Vajpayee strongly defended the RSS ideology, calling it nationalistic, and asserted that the BJP was prepared to "fight the war of ideologies".
Addressing a function on the occasion of the 103rd birth anniversary of Bharatiya Jana Sangh founder Syama Prasad Mookerjee, Vajpayee and former deputy prime minister Lal Kishenchand Advani attacked Union Home Minister Shivraj Patil's remark that the governors were removed because they subscribed to a "different ideology".
"There is an effort to impose a poisonous ideology on the nation," Vajpayee said. "They [the UPA government] say only those following their ideology can become governors."
Questioning the critics of the RSS, he asked, "Have we done any damage? The statement of the home minister citing ideology as the reason for dismissing the governors is unfortunate and condemnable." If governors are to be removed for following RSS ideology, then "none of us" want to be appointed to the constitutional post, he said.
Insisting that the "seeds for another partition are being sown", he said, "It is a challenge for us. But we have full faith in our ideology. It perfectly fits into the spirit of Constitution. It is in the interest of the nation."
Vajpayee said he could not understand the Congress' opposition to the RSS and asked the party to make its ideology clear. "It has always been the approach of Congress to consider its opponents as enemies and eliminate them," he claimed.

········

▶ TASK STATEMENT
Write out the part of the passage on Vajpayee's defense of the RSS ideology that opens with the words "Questioning the critics" and closes with "post, he said.".

(Point annotations for photographs)

········

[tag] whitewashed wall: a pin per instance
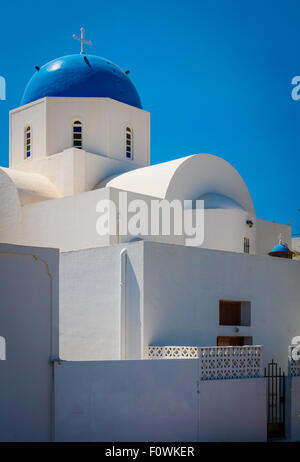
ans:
(293, 408)
(155, 401)
(33, 114)
(29, 324)
(296, 244)
(172, 298)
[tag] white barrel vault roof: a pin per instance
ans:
(186, 178)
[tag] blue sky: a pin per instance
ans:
(216, 77)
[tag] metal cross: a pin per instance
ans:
(82, 40)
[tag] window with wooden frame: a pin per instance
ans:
(234, 313)
(77, 134)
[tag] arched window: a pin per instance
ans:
(129, 143)
(27, 142)
(77, 134)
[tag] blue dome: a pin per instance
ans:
(280, 248)
(84, 76)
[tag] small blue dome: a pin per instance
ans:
(81, 76)
(280, 248)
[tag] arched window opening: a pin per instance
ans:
(77, 134)
(129, 143)
(27, 142)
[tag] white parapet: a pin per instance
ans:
(230, 362)
(294, 362)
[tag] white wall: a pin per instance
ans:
(155, 401)
(226, 229)
(29, 324)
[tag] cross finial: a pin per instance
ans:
(82, 40)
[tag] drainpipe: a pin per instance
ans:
(123, 266)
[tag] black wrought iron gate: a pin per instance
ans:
(276, 400)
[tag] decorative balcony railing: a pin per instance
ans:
(216, 362)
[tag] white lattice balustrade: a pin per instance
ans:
(216, 362)
(294, 365)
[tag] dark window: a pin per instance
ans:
(234, 341)
(129, 143)
(246, 245)
(232, 313)
(27, 142)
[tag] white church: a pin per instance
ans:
(77, 305)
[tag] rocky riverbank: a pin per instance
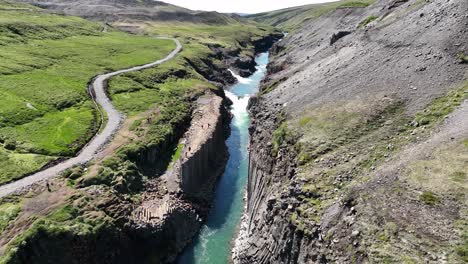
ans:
(330, 177)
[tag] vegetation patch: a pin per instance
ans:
(291, 18)
(8, 213)
(47, 62)
(429, 198)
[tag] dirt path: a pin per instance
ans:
(96, 144)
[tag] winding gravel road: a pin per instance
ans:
(96, 144)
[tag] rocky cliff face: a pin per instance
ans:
(331, 177)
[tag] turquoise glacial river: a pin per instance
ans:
(214, 242)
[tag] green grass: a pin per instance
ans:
(177, 153)
(14, 165)
(291, 18)
(429, 198)
(46, 62)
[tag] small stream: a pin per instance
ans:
(214, 242)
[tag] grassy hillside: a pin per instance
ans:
(291, 18)
(46, 62)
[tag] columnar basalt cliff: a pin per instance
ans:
(347, 136)
(204, 150)
(175, 205)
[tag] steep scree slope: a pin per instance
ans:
(359, 145)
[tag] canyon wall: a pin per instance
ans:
(341, 129)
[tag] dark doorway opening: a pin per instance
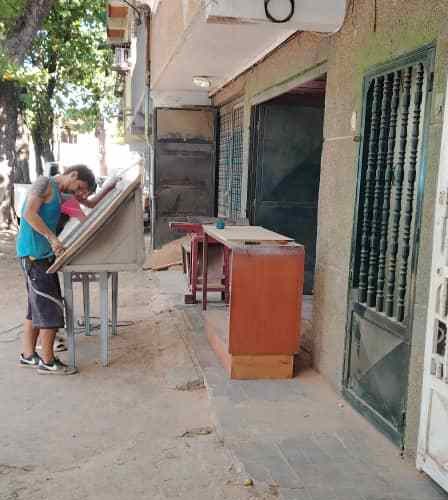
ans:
(284, 172)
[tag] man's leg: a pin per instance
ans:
(47, 337)
(29, 338)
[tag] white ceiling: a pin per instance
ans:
(223, 50)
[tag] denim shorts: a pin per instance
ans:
(45, 303)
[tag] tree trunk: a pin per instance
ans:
(100, 134)
(18, 42)
(9, 105)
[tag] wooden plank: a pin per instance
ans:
(232, 234)
(262, 367)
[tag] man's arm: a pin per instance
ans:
(39, 192)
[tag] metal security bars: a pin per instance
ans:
(230, 164)
(393, 136)
(237, 163)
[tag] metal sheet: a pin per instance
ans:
(83, 233)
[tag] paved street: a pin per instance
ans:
(146, 427)
(130, 431)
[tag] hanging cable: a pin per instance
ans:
(277, 20)
(134, 8)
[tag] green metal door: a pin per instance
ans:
(285, 171)
(386, 240)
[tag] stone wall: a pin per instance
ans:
(373, 33)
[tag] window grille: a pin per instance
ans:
(230, 164)
(389, 187)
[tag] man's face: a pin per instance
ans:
(77, 187)
(82, 193)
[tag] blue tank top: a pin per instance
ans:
(30, 243)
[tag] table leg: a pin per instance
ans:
(86, 302)
(204, 271)
(114, 303)
(194, 267)
(69, 324)
(226, 275)
(104, 308)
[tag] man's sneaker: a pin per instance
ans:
(32, 360)
(56, 367)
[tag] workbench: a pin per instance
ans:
(109, 240)
(257, 334)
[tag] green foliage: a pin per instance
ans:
(67, 72)
(10, 11)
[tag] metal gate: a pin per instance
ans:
(432, 456)
(386, 239)
(230, 163)
(284, 172)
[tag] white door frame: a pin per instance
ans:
(435, 375)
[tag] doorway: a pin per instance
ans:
(385, 246)
(284, 171)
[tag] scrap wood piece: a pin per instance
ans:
(167, 256)
(197, 431)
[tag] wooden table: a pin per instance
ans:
(236, 236)
(257, 334)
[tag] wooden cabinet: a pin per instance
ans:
(258, 333)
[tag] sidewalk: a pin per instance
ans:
(140, 429)
(299, 437)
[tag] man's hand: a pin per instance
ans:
(56, 245)
(110, 183)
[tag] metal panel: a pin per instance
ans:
(385, 244)
(184, 167)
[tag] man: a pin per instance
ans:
(37, 246)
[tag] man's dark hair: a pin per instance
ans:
(84, 174)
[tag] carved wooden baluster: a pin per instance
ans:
(378, 192)
(398, 182)
(387, 189)
(409, 208)
(368, 188)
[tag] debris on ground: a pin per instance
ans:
(197, 431)
(168, 256)
(192, 385)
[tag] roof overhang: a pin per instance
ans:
(226, 37)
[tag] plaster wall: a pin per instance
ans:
(368, 37)
(168, 26)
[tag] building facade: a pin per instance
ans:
(326, 127)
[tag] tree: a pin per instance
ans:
(72, 68)
(20, 20)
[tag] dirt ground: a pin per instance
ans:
(139, 429)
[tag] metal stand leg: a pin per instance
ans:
(204, 271)
(86, 301)
(68, 295)
(114, 303)
(105, 337)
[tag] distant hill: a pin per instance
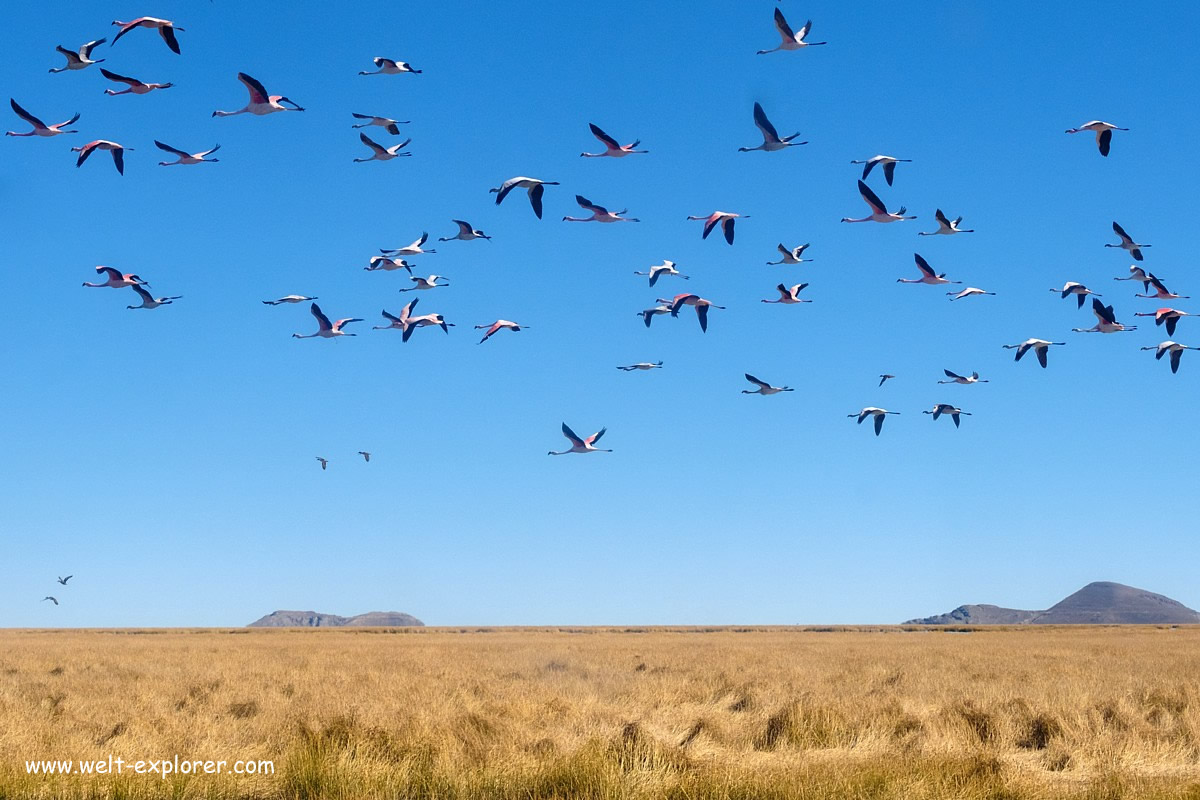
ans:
(1097, 603)
(315, 619)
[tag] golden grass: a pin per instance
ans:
(787, 714)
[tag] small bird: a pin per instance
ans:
(611, 149)
(792, 256)
(1174, 348)
(966, 293)
(325, 329)
(877, 413)
(927, 274)
(187, 157)
(946, 408)
(580, 445)
(791, 40)
(879, 211)
(771, 138)
(790, 296)
(135, 85)
(1103, 133)
(1127, 242)
(1037, 346)
(385, 122)
(79, 59)
(466, 233)
(659, 270)
(534, 186)
(118, 151)
(889, 167)
(166, 29)
(599, 214)
(1073, 288)
(390, 67)
(498, 325)
(954, 378)
(40, 127)
(149, 301)
(726, 220)
(945, 227)
(379, 152)
(765, 389)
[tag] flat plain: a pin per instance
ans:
(534, 714)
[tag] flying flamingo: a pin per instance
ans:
(791, 40)
(325, 329)
(259, 101)
(580, 445)
(726, 220)
(611, 149)
(879, 211)
(40, 128)
(166, 29)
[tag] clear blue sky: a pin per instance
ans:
(166, 457)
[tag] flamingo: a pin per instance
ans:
(1127, 242)
(790, 296)
(135, 85)
(889, 166)
(967, 293)
(261, 103)
(40, 127)
(580, 445)
(1038, 346)
(1169, 317)
(697, 302)
(611, 149)
(115, 280)
(1103, 133)
(1161, 292)
(149, 301)
(381, 152)
(427, 283)
(1073, 288)
(659, 270)
(771, 138)
(501, 324)
(466, 232)
(534, 186)
(187, 157)
(946, 408)
(726, 218)
(325, 329)
(765, 389)
(166, 29)
(927, 274)
(791, 40)
(390, 67)
(791, 256)
(945, 227)
(880, 414)
(79, 59)
(599, 214)
(385, 122)
(966, 380)
(1105, 320)
(1174, 348)
(879, 211)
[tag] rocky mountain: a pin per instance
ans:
(1097, 603)
(316, 619)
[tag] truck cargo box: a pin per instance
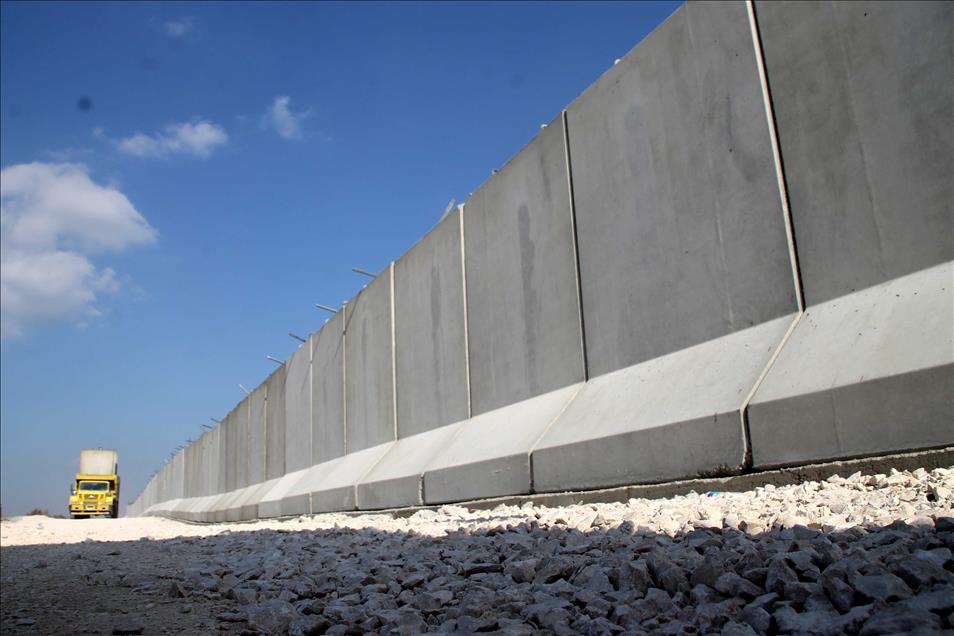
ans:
(98, 461)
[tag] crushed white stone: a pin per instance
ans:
(867, 554)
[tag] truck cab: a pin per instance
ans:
(94, 495)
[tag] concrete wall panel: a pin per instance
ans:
(275, 424)
(429, 332)
(863, 95)
(680, 225)
(230, 430)
(490, 454)
(256, 435)
(867, 373)
(221, 458)
(298, 409)
(864, 100)
(522, 307)
(327, 390)
(369, 394)
(242, 443)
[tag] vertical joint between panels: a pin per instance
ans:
(576, 246)
(776, 154)
(463, 276)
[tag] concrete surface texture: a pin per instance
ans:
(863, 96)
(430, 347)
(733, 252)
(256, 435)
(369, 383)
(298, 409)
(327, 390)
(522, 308)
(275, 424)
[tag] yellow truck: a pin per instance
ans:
(95, 490)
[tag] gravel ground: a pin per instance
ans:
(867, 554)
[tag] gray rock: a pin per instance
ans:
(778, 575)
(667, 575)
(593, 578)
(838, 591)
(882, 587)
(737, 629)
(900, 620)
(799, 592)
(791, 622)
(917, 573)
(731, 584)
(707, 572)
(757, 618)
(308, 626)
(522, 571)
(272, 616)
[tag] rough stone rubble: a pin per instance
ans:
(869, 554)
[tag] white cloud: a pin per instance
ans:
(283, 121)
(179, 28)
(53, 217)
(198, 139)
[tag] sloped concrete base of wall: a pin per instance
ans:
(330, 486)
(395, 481)
(673, 417)
(489, 455)
(867, 373)
(278, 503)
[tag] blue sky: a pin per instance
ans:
(181, 182)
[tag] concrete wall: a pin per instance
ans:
(733, 251)
(865, 124)
(257, 440)
(298, 409)
(430, 348)
(522, 309)
(275, 424)
(327, 389)
(369, 387)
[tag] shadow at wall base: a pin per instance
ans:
(928, 459)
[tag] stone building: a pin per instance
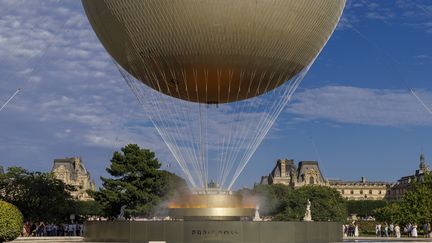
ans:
(308, 173)
(287, 173)
(401, 186)
(361, 190)
(72, 172)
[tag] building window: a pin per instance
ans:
(311, 180)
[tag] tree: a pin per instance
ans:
(288, 204)
(136, 182)
(11, 221)
(414, 207)
(39, 196)
(271, 197)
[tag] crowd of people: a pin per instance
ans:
(391, 230)
(394, 230)
(351, 230)
(40, 229)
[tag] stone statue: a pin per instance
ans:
(121, 217)
(308, 214)
(257, 217)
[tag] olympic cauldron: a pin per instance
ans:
(211, 204)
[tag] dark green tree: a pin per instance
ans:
(364, 208)
(39, 196)
(137, 182)
(414, 207)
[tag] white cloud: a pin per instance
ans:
(354, 105)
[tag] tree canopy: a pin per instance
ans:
(136, 182)
(39, 196)
(415, 205)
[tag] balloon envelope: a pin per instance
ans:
(213, 51)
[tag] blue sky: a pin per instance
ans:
(353, 112)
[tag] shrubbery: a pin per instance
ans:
(11, 222)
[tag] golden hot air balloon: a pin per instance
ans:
(213, 51)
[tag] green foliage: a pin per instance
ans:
(366, 227)
(364, 208)
(136, 182)
(39, 196)
(414, 207)
(11, 222)
(287, 204)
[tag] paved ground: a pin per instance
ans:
(383, 239)
(80, 239)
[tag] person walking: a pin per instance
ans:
(392, 230)
(378, 230)
(414, 231)
(397, 231)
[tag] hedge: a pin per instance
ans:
(11, 222)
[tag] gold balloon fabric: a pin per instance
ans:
(213, 51)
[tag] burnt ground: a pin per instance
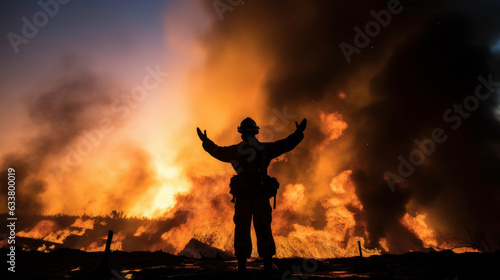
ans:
(76, 264)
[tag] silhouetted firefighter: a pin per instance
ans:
(252, 187)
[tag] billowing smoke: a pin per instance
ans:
(396, 88)
(359, 175)
(59, 167)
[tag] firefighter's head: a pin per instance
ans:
(248, 127)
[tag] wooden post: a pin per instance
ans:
(108, 242)
(359, 246)
(103, 271)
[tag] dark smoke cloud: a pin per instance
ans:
(429, 57)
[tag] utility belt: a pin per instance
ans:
(254, 185)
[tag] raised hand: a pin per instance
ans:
(203, 136)
(302, 126)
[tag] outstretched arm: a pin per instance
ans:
(285, 145)
(221, 153)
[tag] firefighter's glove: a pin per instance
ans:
(302, 126)
(203, 136)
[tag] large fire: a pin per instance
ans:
(181, 193)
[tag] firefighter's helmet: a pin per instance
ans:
(248, 126)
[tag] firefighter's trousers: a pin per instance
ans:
(260, 209)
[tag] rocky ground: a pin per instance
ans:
(76, 264)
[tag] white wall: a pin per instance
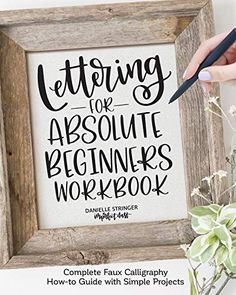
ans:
(33, 281)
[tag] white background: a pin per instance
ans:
(33, 281)
(150, 208)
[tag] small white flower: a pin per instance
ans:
(196, 192)
(220, 173)
(232, 111)
(208, 179)
(214, 100)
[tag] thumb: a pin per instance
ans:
(218, 73)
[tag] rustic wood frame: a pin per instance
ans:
(187, 24)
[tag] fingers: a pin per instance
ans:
(230, 82)
(218, 73)
(205, 48)
(206, 86)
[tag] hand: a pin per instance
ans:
(223, 70)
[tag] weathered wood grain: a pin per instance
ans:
(202, 134)
(102, 12)
(110, 236)
(16, 117)
(6, 243)
(214, 124)
(151, 22)
(94, 257)
(91, 34)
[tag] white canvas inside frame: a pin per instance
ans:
(126, 209)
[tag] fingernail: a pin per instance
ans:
(184, 75)
(203, 88)
(204, 76)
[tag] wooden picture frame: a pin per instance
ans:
(22, 244)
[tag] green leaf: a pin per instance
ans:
(209, 253)
(215, 208)
(229, 266)
(223, 235)
(199, 245)
(232, 256)
(206, 223)
(221, 255)
(228, 213)
(193, 289)
(201, 211)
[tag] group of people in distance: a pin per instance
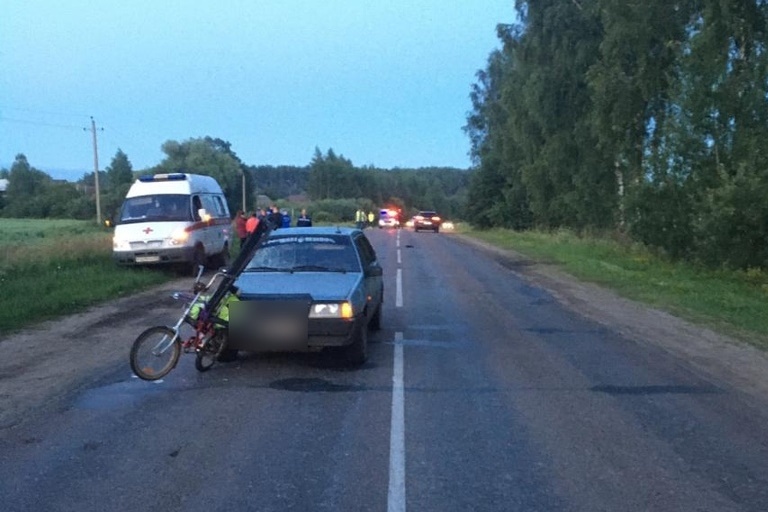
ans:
(276, 219)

········

▶ PROBLEM SOLUTION
Questioning the critics of the RSS, he asked, "Have we done any damage? The statement of the home minister citing ideology as the reason for dismissing the governors is unfortunate and condemnable." If governors are to be removed for following RSS ideology, then "none of us" want to be appointed to the constitutional post, he said.